PROMPT ▸ Translate this sentence from the passage to read into Spanish: "We married in Torino in September 1970 after a long battle with the local bureaucracy."

PASSAGE TO READ Start Marker

Another, even more pivotal, event occurred in Italy. Berit and I had by now been an inseparable couple for seven years. The question of marriage arose on and off during those years, but we decided that I was too immature and the three-year difference between our ages was too great. By now we felt differently and I suggested that our relationship seemed very stable and we might as well make it legal. We married in Torino in September 1970 after a long battle with the local bureaucracy. Also, this avoided the problem of obtaining work permits for Berit. Since then, we have had more than a few adventures and three children who are now settled in Boston and Providence in New England. We have also been blessed with five grandchildren.

I spent the next three years, 1970–1973, as a Research Fellow at the Department of Mathematical Physics at Birmingham University. I continued my calculations on the dual resonance model of Veneziano and was about to write up my calculations when a preprint by a group at Berkeley doing exactly what I had done appeared on my desk. Needless to say, I was rather annoyed but shrugged my shoulders and started a new long and laborious calculation. I completed this and started to write it up when another Berkeley preprint arrived on my desk. When this happened yet a third time, I did get rather upset and went from office to office asking the occupants if they had a problem I could look at or if I could help in some way. Eventually, I found myself in David Thouless’ office listening as he described concepts and ideas I knew nothing about. He talked about superfluidity in ⁴He films, crystals in two dimensions, vortices, dislocations, topology and many other related ideas.

PASSAGE TO READ End Marker
DATA FOR ANALYSIS Start Marker

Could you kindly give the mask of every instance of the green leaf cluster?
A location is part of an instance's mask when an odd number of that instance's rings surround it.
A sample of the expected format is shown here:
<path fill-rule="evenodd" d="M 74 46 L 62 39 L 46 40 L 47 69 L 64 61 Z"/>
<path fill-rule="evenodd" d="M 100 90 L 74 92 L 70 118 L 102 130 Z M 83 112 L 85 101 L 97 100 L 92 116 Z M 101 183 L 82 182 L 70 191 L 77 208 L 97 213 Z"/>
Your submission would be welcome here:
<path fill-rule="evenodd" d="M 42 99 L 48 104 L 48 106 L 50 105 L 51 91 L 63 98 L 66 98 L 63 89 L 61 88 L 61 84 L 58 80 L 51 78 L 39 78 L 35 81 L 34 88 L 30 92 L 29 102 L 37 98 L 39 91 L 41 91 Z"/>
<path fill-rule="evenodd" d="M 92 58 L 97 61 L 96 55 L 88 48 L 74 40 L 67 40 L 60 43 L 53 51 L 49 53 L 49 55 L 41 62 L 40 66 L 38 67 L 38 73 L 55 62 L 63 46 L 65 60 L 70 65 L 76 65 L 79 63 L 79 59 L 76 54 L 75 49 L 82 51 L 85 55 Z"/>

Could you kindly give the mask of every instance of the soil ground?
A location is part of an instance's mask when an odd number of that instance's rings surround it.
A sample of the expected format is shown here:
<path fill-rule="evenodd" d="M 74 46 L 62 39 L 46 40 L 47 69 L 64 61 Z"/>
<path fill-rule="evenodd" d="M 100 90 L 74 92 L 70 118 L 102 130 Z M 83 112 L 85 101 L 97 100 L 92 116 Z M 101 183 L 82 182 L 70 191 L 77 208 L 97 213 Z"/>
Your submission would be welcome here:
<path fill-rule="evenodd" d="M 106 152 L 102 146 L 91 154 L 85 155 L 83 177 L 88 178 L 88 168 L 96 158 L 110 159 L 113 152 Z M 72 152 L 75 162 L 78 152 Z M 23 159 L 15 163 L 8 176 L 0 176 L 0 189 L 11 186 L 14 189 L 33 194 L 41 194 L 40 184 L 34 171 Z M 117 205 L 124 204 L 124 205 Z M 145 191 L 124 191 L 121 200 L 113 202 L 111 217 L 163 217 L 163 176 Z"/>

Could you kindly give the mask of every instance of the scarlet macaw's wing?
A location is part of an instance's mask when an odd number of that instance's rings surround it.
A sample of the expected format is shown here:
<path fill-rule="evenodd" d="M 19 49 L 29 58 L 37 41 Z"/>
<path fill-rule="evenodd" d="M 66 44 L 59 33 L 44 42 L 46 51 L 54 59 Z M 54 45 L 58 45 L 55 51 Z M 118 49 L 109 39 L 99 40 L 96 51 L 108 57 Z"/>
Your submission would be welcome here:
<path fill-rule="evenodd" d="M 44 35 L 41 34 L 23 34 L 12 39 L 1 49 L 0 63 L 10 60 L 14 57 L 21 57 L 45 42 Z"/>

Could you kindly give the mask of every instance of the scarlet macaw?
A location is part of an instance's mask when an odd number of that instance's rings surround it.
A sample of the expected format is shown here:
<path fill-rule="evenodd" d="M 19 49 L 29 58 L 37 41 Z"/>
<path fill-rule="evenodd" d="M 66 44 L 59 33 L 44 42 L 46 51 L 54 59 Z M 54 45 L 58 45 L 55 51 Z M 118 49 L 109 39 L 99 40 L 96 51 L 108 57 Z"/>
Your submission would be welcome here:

DATA FOR ANALYSIS End Marker

REPLY TO THE EXERCISE ▸ Nos casamos en Turín en septiembre de 1970 tras una larga batalla con la burocracia local.